What this exercise asks =>
• a. Translate this sentence from the passage on Cabeza de Vaca's journey into Spanish: "For five days he nursed that fire, before finally finding his companions."
• b. In the passage on Cabeza de Vaca's journey, how many Indians did the posse of Spanish slavers spot?
• c. Write the next part of the passage on Cabeza de Vaca's journey, picking up after its last sentence.

Text extract =>
This real or imagined gifts of healing enabled the four survivors to move unimpeded, their reputation preceding them wherever they went. Nor were their actions a mere charade to win food and respect. They believed that their curative abilities went somehow much deeper: they came to see their incredible suffering odyssey as a test to which God had subjected them before revealing the true purpose of their existence. They viewed their sufferings as mortifications of the flesh, their beatings and extreme hunger akin to those of flagellants who inflicted torment upon themselves or of monks who fasted nigh unto death.
Once, alone and unable to find his party’s camp, Cabeza de Vaca wandered in the woods naked in dread of the approaching chill of night. “But it pleased God that I found a tree aflame, and warmed by its fire I endured the cold that night.” For five days he nursed that fire, before finally finding his companions.
The four wanderers were no longer mere castaways; they had become explorers once again. Yet theirs was a most peculiar expedition. Four naked and unarmed outsiders were led by hundreds, even thousands, of Indians. They were fed, protected, and passed off as though prized possessions from one indigenous group to the next. They became the first outsiders to behold what would become the American Southwest and northern Mexico, the first non-natives to describe this enormous land and its peoples.
By the time the four reemerged from the continental interior and reached the Pacific Coast, they had been so utterly transformed by the experience that fellow Europeans could hardly recognize them. A posse of Spanish slavers operating in what is now northwestern Mexico spotted potential prey: 13 Indians walking barefoot and clad in skins. On closer inspection, some of the details did not seem quite right. One was a black man. Could he be an Indian or an African emerging from the heart of the continent? Another member of the party appeared to be a haggard white man with hair hanging down to his waist and a beard reaching to his chest.

Stored data =>

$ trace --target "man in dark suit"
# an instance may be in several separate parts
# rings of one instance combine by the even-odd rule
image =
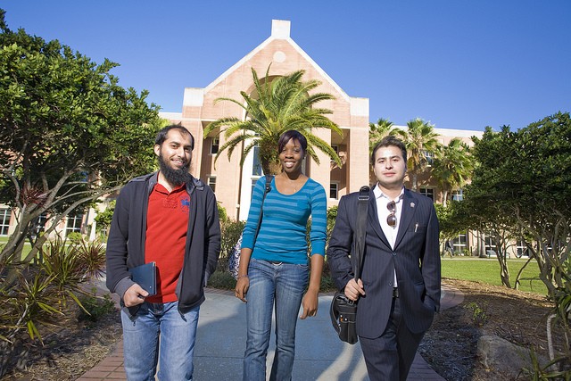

Results by task =>
• a. Durante cinco días cuidó ese fuego, antes de encontrar por fin a sus compañeros.

• b. 13

• c.
When Cabeza de Vaca addressed them in perfect Spanish, the slavers were “so astonished,” he wrote, “that they neither talked to me nor managed to ask me anything,” but bent themselves on rounding up the Indian escort. But Cabeza de Vaca and his companions would not allow it. No longer did the castaways view their companions as mere chattels, the rightful prize of Christian conquest.
Perhaps no one understood their transformation more than the Indians themselves, who were unable to believe that Cabeza de Vaca and his three companions belonged to the same race as the slavers. The Indians had observed, he later wrote, that “we cured the sick, and they [the Spanish slavers] killed those who were well; that we came naked and barefoot, and they went about dressed and on horses and with lances; and that we did not covet anything but rather, everything they gave us we later returned and remained with nothing, and that the others had no other objective but to steal everything they found and did not give anything to anyone.”
Cabeza de Vaca went back to Spain, attached himself to the court of Charles V, and was able to present his ideas of a humane colonization of the New World. After years of lobbying, he was dispatched to South America, where he attempted to carry out his plans, alas with little success. He spent the last years of his life in his native Andalusia, reminiscing about his adventures in another world.